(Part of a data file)
----------------------------------------

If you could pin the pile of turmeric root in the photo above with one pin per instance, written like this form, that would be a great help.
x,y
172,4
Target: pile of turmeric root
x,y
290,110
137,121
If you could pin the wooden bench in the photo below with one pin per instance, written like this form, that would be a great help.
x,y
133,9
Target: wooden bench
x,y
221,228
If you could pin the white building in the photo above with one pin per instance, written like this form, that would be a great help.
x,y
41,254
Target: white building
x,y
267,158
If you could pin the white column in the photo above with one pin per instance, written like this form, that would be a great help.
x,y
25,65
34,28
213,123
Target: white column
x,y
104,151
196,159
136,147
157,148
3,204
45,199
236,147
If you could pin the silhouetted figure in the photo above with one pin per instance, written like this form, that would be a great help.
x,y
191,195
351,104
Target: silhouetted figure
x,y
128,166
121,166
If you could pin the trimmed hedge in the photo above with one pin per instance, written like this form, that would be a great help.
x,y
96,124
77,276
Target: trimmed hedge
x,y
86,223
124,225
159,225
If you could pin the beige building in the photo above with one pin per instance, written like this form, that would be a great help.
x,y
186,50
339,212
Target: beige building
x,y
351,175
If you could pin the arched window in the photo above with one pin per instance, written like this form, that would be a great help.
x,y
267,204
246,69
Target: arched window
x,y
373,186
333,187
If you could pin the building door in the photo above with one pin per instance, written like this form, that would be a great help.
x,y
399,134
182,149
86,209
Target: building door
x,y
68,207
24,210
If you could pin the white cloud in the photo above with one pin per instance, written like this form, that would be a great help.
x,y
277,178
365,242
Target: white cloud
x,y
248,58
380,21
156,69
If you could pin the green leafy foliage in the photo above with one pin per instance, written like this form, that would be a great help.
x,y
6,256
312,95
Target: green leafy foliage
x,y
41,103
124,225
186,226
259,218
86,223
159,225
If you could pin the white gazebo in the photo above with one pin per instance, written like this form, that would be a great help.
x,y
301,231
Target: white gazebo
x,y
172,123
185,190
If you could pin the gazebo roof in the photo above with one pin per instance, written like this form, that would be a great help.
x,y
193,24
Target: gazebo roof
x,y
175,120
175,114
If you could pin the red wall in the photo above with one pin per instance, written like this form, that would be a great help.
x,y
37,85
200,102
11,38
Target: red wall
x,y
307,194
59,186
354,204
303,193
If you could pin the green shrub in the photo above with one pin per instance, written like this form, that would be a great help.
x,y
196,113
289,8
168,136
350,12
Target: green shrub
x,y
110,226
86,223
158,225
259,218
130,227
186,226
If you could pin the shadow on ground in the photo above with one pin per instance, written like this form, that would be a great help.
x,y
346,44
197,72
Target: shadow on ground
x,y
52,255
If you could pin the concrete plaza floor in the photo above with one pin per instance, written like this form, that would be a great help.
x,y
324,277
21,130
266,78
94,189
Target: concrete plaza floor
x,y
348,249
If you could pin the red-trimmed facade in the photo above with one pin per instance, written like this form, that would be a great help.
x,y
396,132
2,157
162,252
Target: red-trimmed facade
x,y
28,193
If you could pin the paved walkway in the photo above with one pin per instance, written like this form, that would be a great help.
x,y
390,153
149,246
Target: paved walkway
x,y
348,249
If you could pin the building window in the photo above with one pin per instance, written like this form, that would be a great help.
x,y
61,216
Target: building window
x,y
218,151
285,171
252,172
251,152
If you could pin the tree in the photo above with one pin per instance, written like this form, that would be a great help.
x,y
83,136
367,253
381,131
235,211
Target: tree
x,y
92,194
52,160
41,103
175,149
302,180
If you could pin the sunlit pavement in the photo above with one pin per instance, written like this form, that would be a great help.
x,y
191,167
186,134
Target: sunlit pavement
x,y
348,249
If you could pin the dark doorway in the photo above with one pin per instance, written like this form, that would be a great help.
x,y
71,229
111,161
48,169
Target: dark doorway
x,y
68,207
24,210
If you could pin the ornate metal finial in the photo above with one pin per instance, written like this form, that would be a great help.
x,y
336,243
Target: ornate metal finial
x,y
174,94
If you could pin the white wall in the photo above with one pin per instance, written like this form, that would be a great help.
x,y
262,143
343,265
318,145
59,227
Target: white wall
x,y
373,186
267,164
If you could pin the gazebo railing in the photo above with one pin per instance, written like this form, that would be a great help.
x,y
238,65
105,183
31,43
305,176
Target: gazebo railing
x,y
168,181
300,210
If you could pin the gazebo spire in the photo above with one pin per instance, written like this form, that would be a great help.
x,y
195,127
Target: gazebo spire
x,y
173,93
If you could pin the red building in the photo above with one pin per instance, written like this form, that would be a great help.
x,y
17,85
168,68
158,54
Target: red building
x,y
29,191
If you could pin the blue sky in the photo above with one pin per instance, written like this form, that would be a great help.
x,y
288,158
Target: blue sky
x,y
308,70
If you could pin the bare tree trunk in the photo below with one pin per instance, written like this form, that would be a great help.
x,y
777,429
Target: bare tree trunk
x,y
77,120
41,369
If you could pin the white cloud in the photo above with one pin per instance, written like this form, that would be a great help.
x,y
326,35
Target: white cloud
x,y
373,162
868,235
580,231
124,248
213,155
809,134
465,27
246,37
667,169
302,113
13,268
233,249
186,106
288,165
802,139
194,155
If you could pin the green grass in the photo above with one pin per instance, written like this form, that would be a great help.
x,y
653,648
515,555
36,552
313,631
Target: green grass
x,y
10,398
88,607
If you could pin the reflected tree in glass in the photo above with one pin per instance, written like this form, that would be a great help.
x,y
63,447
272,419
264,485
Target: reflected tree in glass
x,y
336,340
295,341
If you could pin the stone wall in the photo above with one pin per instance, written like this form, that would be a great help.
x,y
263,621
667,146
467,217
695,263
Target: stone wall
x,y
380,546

----------------------------------------

## Aim of the task
Update the rows above so that every "great help" reads "big help", leaving everything else as it is.

## Answer to the task
If you could pin the pile of turmeric root in the photo above with one pin per instance, written like this form, that would be a big help.
x,y
172,4
Target: pile of turmeric root
x,y
290,110
137,121
If you could pin the wooden bench in the photo below with one pin per instance, written like this form, that would be a big help.
x,y
133,9
Target: wooden bench
x,y
221,228
If you could pin the white building in the photo above with one pin per instance, written like this form, that would be a big help.
x,y
41,254
Target: white building
x,y
267,158
If you could pin the white column in the photo above with one pin per instance, written like this form, that would be a big help.
x,y
25,65
34,28
213,123
Target: white column
x,y
104,151
196,159
136,147
157,148
3,204
45,199
236,147
If you could pin the silhouetted figure in the photo above with one pin per instance, written like this form, that would be a big help.
x,y
191,195
351,104
Target: silhouetted figure
x,y
128,166
121,166
If you could pin the trimmed hedge in the photo above with one pin per instance, written like this form, that would be a big help.
x,y
96,124
77,276
Target: trimmed hedge
x,y
86,223
124,225
159,225
If you could pin the beige building in the photo above with one pin per instance, written like this form, that would be a big help.
x,y
186,50
339,212
Target: beige building
x,y
351,175
If you could pin the arched window in the photo above with one pin per instance, written like this form, that would be a big help.
x,y
267,204
246,69
Target: arched window
x,y
373,186
333,187
If you could pin the building door in the photo above with one pin per instance, written like this form, that would be a big help.
x,y
399,134
182,149
86,209
Target: building door
x,y
68,207
24,210
If you could pin the white cloud in the photo above with one pin per instance, written like this form, that would be a big help.
x,y
277,178
365,242
Target: white cloud
x,y
248,58
380,21
156,69
If you could pin the green leafy foliage in the photo above with one pin per instance, written like this form, that would be a big help.
x,y
6,256
312,95
Target: green leafy foliage
x,y
41,103
124,225
186,226
259,218
86,223
159,225
If you could pin the white gazebo in the photo above with one pin per instance, written like this form, that would be a big help.
x,y
301,231
Target: white gazebo
x,y
172,123
185,190
If you could pin the gazebo roof in the photo above with one pin per instance, written like this form, that would be a big help.
x,y
193,24
Target: gazebo roof
x,y
175,120
175,114
If you could pin the red wall in the photo above with one pin per instance, written like this form, that would be a big help.
x,y
37,85
200,102
11,38
Target: red wall
x,y
307,194
59,186
354,204
303,193
If you could pin the green shrub in the photo above with one pin per instance, written like this form, that would be a big help.
x,y
196,113
289,8
168,136
350,12
Target: green shrub
x,y
110,226
86,223
158,225
259,218
130,227
186,226
If you could pin the shadow on ground in the photo above with one pin per instance, written like this form, that would be a big help.
x,y
346,44
197,72
Target: shadow on ground
x,y
52,255
If you could pin the concrete plaza floor in the photo above with one pin per instance, written like this form, that would be a big help.
x,y
324,277
21,130
266,78
94,189
Target: concrete plaza floor
x,y
348,249
If you could pin the red-trimmed facade in the photo above with one pin per instance, written like this form, that would be a big help.
x,y
396,132
2,157
162,252
Target: red-trimmed facade
x,y
28,193
If you could pin the paved walkway in the photo above with one pin per instance, written like this form, that would be a big help.
x,y
390,153
149,246
Target: paved walkway
x,y
348,249
If you could pin the building window in the photo above with one pin per instance, written like this form, that would be a big help.
x,y
61,216
Target: building window
x,y
218,151
285,171
252,172
251,152
If you could pin the tree in the photo above with one pin per instance, written like this form, that would be a big help.
x,y
83,136
367,253
381,131
235,211
Target: tree
x,y
92,194
52,160
41,103
175,149
302,180
If you could pin the sunlit pavement in the photo above with one pin per instance, written like this form, that would be a big help.
x,y
191,167
186,134
Target: sunlit pavement
x,y
348,249
If you could pin the dark doorway in the photo above with one pin per instance, written like this form, that would be a big help.
x,y
71,229
111,161
48,169
Target: dark doorway
x,y
68,207
24,210
If you could pin the ornate metal finial in the photo above with one pin per instance, written like this form, that would be a big help.
x,y
336,243
Target: ornate metal finial
x,y
174,94
If you could pin the white wall in the photo above with one pin per instance, written like this form, that would be a big help.
x,y
262,143
343,265
318,145
59,227
Target: white wall
x,y
373,186
267,164
If you could pin the gazebo railing in the photo above with one pin per instance, written like this form, that would be a big help.
x,y
238,65
105,183
31,43
305,176
Target: gazebo railing
x,y
168,181
300,210
If you could pin the gazebo spire in the photo above with one pin per instance, written like this form, that would be a big help.
x,y
195,127
Target: gazebo spire
x,y
173,93
If you could pin the red building in the photo above with one pin per instance, written like this form, that would be a big help.
x,y
17,85
168,68
158,54
Target: red building
x,y
29,191
If you could pin the blue sky in the photo above with one pin per instance, written like this form, that would be a big help.
x,y
288,158
Target: blue sky
x,y
308,70
If you could pin the bare tree trunk in the photo below with one pin per instance, written like this form, that would be a big help.
x,y
777,429
Target: bare tree trunk
x,y
77,120
41,369
If you could pin the white cloud in the photo above with one pin per instance, written like this form, that would be a big help.
x,y
326,35
Target: white cloud
x,y
373,162
868,235
580,231
124,248
213,155
809,134
465,27
246,37
667,169
302,113
13,268
233,249
186,106
288,165
802,139
194,155
If you could pin the green grass in the photo above with one pin per instance, written like this form, that would be a big help.
x,y
653,648
515,555
36,552
313,631
Target: green grass
x,y
10,398
88,607
If you could pin the reflected tree in glass in the photo above with one pin per instance, written like this form, that would be a big help.
x,y
63,447
272,419
264,485
Target: reflected tree in glass
x,y
336,340
295,341
If you could pin the stone wall in the photo above with one pin per instance, written like this form, that would be a big help.
x,y
263,621
667,146
467,217
695,263
Target: stone wall
x,y
380,546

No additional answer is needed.